>> BEGIN Provided material

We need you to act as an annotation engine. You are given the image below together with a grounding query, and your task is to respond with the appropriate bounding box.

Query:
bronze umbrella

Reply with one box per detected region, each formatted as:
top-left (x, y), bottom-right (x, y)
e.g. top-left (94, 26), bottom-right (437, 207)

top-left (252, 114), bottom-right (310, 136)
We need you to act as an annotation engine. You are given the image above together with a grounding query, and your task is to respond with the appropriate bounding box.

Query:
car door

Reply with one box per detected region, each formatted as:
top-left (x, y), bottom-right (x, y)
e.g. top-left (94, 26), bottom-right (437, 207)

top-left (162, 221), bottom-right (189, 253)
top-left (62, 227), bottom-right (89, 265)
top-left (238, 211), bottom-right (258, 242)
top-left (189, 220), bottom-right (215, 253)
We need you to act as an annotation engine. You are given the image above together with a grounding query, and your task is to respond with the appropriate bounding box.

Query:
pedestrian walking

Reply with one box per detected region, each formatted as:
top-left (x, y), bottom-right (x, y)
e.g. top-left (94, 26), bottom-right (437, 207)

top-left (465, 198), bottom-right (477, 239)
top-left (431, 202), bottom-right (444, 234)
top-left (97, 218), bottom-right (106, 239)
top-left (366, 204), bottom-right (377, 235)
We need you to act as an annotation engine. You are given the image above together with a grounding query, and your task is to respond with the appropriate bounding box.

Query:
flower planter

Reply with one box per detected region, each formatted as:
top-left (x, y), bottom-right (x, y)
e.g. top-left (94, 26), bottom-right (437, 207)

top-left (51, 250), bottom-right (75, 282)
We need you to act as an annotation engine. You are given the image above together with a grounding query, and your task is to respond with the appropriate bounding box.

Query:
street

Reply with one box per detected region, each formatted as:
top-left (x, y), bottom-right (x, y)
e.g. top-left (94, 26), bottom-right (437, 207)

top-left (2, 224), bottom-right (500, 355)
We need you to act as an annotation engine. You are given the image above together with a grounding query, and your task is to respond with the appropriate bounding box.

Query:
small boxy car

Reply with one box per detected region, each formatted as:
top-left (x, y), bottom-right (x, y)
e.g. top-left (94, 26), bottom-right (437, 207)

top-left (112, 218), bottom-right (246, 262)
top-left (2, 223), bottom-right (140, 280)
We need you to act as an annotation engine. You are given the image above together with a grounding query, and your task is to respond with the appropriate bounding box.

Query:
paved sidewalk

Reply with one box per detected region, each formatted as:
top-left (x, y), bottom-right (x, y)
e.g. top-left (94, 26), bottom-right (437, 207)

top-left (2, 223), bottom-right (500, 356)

>> END Provided material

• What is expected: Copy every one of the entries above word for word.

• Expected answer:
We need you to act as an annotation engine. You are given the image below together with a grounding query, and your task is to respond with the appropriate bounding box.

Query:
bronze umbrella

Reply with one box per detected region, each formatted as:
top-left (x, y), bottom-right (x, y)
e.g. top-left (94, 26), bottom-right (437, 207)

top-left (252, 114), bottom-right (310, 136)
We need you to act as an annotation engine. You are given the image above together with a grounding query, and your task is to respond with the appropriate bounding box.

Query:
car door

Reply with one box per detected region, each formatted as:
top-left (x, y), bottom-right (x, y)
e.g. top-left (94, 26), bottom-right (437, 207)

top-left (162, 221), bottom-right (189, 253)
top-left (62, 227), bottom-right (89, 265)
top-left (238, 211), bottom-right (258, 242)
top-left (189, 220), bottom-right (215, 253)
We need you to act as an annotation engine. You are given the image above together with a grounding query, and your task is to respond with the appropriate bounding box.

Query:
pedestrian walking

Reply with one box per detected region, each formatted as:
top-left (x, y), bottom-right (x, y)
e.g. top-left (94, 26), bottom-right (437, 207)

top-left (465, 198), bottom-right (477, 239)
top-left (431, 202), bottom-right (444, 234)
top-left (97, 218), bottom-right (106, 239)
top-left (366, 204), bottom-right (377, 235)
We need you to act as an annotation engine. You are given the image above together with a grounding query, and your task is to respond with the appropriate bounding box.

Query:
flower planter

Reply with one box per detected region, each formatted as:
top-left (x, y), bottom-right (x, y)
e.g. top-left (94, 26), bottom-right (437, 207)

top-left (51, 250), bottom-right (75, 282)
We need you to act as an annotation engine. You are given the image above together with a grounding query, and your task is to respond with the appropriate bounding box.

Query:
street

Reply with one box per detected region, each formatted as:
top-left (x, y), bottom-right (x, y)
e.g. top-left (94, 26), bottom-right (437, 207)

top-left (2, 224), bottom-right (500, 355)
We need you to act as an annotation engine. You are given the image above together with a grounding query, and your task is to respond with the appropriate bounding box.

Query:
small boxy car

Reply with one box per detected region, each formatted as:
top-left (x, y), bottom-right (x, y)
e.g. top-left (94, 26), bottom-right (437, 207)

top-left (112, 218), bottom-right (246, 262)
top-left (2, 223), bottom-right (140, 280)
We need you to act as an annotation engine. You are given the image above together with a grounding query, and your task is to respond with the appropriate bounding box.

Query:
paved sidewalk

Reply with one box per detected region, each formatted as:
top-left (x, y), bottom-right (x, y)
e.g. top-left (94, 26), bottom-right (437, 207)

top-left (2, 223), bottom-right (500, 356)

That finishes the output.